··· Data excerpts
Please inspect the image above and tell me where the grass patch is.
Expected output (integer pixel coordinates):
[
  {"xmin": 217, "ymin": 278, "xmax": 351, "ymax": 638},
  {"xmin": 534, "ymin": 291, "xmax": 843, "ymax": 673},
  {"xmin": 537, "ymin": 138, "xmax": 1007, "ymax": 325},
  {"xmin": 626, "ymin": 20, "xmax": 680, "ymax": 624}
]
······
Exercise prompt> Across the listing above, find all lines where the word "ymax" is present and copy them.

Output below>
  {"xmin": 217, "ymin": 278, "xmax": 351, "ymax": 638},
  {"xmin": 534, "ymin": 291, "xmax": 843, "ymax": 673},
  {"xmin": 537, "ymin": 138, "xmax": 1007, "ymax": 325},
  {"xmin": 626, "ymin": 20, "xmax": 680, "ymax": 624}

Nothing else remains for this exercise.